------ PAGE EXTRACT ------

The U.S. Environmental Protection Agency on Jan. 5 released a final regulation that requires the public disclosure of certain medical data used to support its rules, a move that critics said could undermine public health protections.
In an op-ed published by The Wall Street Journal late Jan. 4, outgoing EPA Administrator Andrew Wheeler sought to push back on widespread criticism the rulemaking effort has received within the scientific community. Wheeler also defended the regulation in remarks during a live-streamed event hosted the following morning by the Competitive Enterprise Institute, a free-market-oriented libertarian think tank.
"The American public deserves to know which studies we are using to craft our regulations and which of those studies are key or pivotal for our decisions," Wheeler said during the event. "And to the extent possible, that data should be available for the public to see."
The rule was swiftly condemned by leading scientific advocacy groups such as the Union Of Concerned Scientists. The regulation "has no merits from the standpoint of science or transparency, and it will make it vastly harder for the agency to do its job of protecting public health and the environment," Dr. Andrew Rosenberg, director of the group's Center for Science and Democracy, said in a statement.
The final regulation marks the culmination of a rulemaking process initiated by Wheeler's predecessor, former EPA chief Scott Pruitt, that initially resembled a bill the U.S. House of Representatives passed in 2017 that failed to become law.
After meeting with the House bill's lead sponsor, retired Rep. Lamar Smith, R-Texas, Pruitt unveiled a proposal in April 2018 requiring the science used to develop EPA regulations, including dose-response data or models used in a scientific study, to be publicly available for independent verification. Dose-response data is used to measure the health risks associated with exposure to potentially harmful agents or pollutants, a task central to the EPA's mission of protecting human health and the environment.

------ SUPPLIED INFORMATION ------

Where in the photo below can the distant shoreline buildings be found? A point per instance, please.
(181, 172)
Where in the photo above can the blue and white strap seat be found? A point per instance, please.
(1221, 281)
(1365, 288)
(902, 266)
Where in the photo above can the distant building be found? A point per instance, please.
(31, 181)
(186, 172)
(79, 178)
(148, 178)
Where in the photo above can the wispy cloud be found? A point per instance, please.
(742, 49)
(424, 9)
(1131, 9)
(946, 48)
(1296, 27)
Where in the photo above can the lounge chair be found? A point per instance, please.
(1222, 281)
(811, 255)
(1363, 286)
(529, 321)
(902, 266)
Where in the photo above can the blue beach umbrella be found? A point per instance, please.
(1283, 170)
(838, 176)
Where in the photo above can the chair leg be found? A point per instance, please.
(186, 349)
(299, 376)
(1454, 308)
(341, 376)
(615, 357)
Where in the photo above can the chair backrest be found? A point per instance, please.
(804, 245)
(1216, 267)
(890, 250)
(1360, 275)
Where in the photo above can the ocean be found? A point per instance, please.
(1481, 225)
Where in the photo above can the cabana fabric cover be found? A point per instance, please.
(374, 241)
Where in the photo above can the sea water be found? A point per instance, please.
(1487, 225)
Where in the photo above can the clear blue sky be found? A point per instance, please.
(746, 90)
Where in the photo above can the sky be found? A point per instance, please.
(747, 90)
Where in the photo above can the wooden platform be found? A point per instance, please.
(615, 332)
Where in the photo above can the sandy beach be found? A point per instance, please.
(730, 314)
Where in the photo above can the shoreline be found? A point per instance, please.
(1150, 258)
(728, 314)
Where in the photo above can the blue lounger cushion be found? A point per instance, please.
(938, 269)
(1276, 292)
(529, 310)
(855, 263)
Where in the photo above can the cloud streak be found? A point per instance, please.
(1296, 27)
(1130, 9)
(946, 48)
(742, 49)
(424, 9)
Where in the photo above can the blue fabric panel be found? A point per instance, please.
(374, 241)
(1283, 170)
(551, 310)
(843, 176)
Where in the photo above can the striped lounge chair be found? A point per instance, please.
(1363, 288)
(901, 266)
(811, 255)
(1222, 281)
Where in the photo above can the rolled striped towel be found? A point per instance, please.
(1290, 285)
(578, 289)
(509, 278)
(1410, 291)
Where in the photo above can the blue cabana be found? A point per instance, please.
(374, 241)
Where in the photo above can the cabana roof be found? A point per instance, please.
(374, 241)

------

Which people are named in the article about the EPA's data-disclosure rule? The items come from a different source than the article.

### RESULT OF THIS EXERCISE
Andrew Wheeler, Andrew Rosenberg, Scott Pruitt, Lamar Smith